This paper describes how SpecTRM-RL (SpecTRM Requirements
Language) models assist review of requirements for completeness. Real-time System Specification
and SpecTRM-RL
Problems
are made easier or harder to solve by their representation.
A good format for writing specifications can make checking
completeness criteria easier. Real-time
control systems command actuators to affect the behavior of a controlled
process (figure 1). The
controller selects commands based on inputs from sensors, predications
of future values, and memory of past commands.
Control laws are usually formulated on actual values from the
controlled process. The
software controller must use non-ideal measured values.
The controller builds a model of the state of the controlled
process. Accidents and
hazards happen when the controller’s model is not synchronized with
the actual process state. For
example, if a software controller for an aircraft does not know that the
aircraft is on the ground, it may raise the landing gear when commanded
to do so.
Figure 1 - Real-Time System Block Diagram The
hazard in the landing gear example indicates that the controller’s
model of the controlled process is incomplete.
This incompleteness could be fixed by having the aircraft check
for weight on its wheels before raising the landing gear.
Even with this improvement, the same accident could result if the
controller has an incorrect model of the controlled process, believing
that the aircraft is not on the ground when it is.
Many accidents have been caused by systems that suspend and
resume their processing without taking into account that their
controlled process may have changed state. To
apply the completeness criteria, the control loop representation is
translated to a SpecTRM-RL requirements specification.
SpecTRM-RL models software as a state machine. The controller’s outputs to actuators are triggered by
state changes. State
changes are triggered by changing input values and the passage of time.
Building a model of a system is time-consuming and difficult.
Most projects do not have the resources to develop both a
software specification and a separate model for checking completeness
criteria. Furthermore,
separating the requirements from the model makes it difficult to keep up
with requirements changes. SpecTRM-RL
solves this problem by serving as both the software specification and
the model. Although
SpecTRM-RL allows many criteria to be checked with automated tools, we
believe that human review by domain experts will always be a critical
technique in identifying requirements errors.
SpecTRM-RL therefore has a very readable syntax to encourage
human review. The
control loop representation of the system is reflected in the graphical
portion of the SpecTRM-RL model. The
example shown in figure 2 is the movement and positioning software
(MAPS) for an industrial robot that services tiles on the space shuttle.
This graphical view serves much the same purpose as the control
loop, providing a quick summary of information about the model.
The central box represents the software being modeled: MAPS in
this case. To the left of
the box are entities that provide control inputs to the software.
------------
▸ Problems to work on
1. From the sentence starting "SpecTRM-RL models software as a state machine" to the end of the SpecTRM-RL passage, list each thing the language is said to do, allow, or have.
2. Answer these from the SpecTRM-RL passage:
(a) What could the aircraft check before raising the landing gear to fix the incompleteness?
(b) What does MAPS stand for?
(c) In the graphical view, what does the central box represent?
------------
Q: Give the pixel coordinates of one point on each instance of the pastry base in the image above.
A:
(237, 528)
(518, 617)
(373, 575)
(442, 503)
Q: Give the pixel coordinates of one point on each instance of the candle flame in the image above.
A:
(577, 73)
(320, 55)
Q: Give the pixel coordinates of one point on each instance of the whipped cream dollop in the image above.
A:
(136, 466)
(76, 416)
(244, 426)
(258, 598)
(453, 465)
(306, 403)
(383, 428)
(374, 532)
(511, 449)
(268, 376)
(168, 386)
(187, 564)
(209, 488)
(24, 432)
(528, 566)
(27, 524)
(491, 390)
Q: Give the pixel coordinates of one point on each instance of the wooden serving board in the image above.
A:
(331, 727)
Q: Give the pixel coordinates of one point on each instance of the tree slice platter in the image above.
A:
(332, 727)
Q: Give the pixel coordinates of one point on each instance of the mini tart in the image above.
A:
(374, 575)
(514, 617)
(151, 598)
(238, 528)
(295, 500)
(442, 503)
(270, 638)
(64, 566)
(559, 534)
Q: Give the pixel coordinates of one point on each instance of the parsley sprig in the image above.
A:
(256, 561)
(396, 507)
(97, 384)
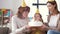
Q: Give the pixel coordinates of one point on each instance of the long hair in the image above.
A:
(54, 3)
(21, 10)
(40, 16)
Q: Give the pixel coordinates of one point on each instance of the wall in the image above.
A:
(10, 4)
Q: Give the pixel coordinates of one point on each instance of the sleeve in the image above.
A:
(15, 29)
(58, 25)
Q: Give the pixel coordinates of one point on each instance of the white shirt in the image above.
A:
(53, 20)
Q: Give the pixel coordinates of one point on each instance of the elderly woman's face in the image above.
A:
(25, 14)
(50, 7)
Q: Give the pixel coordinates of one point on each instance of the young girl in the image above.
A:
(36, 24)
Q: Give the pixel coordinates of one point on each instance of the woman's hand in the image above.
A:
(43, 28)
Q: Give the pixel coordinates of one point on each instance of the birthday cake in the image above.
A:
(35, 23)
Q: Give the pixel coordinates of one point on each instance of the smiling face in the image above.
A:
(50, 7)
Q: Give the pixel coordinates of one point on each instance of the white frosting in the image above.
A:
(35, 23)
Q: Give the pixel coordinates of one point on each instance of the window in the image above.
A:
(42, 8)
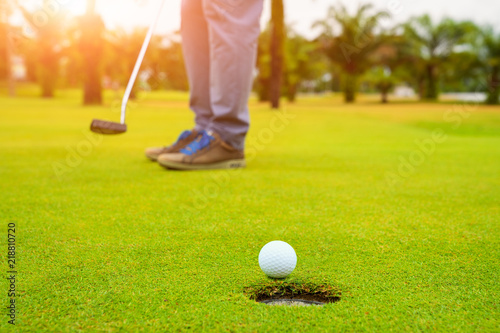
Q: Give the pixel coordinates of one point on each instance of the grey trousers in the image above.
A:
(219, 40)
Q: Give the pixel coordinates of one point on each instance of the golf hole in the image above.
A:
(282, 293)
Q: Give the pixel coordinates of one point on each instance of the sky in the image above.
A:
(301, 13)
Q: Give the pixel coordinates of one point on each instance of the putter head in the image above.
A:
(107, 127)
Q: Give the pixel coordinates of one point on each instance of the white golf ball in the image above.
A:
(277, 259)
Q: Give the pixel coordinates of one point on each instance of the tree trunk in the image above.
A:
(277, 51)
(385, 97)
(10, 72)
(92, 29)
(432, 89)
(494, 87)
(6, 37)
(350, 87)
(292, 92)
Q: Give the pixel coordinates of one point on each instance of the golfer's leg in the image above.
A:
(234, 27)
(196, 51)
------------
▸ Solutions below
1.
- It models software as a state machine.
- It serves as both the software specification and the model.
- It allows many criteria to be checked with automated tools.
- It has a very readable syntax to encourage human review.
- Its graphical portion reflects the control loop representation of the system.

2.
(a) Weight on its wheels.
(b) Movement and positioning software.
(c) The software being modeled, which is MAPS in this case.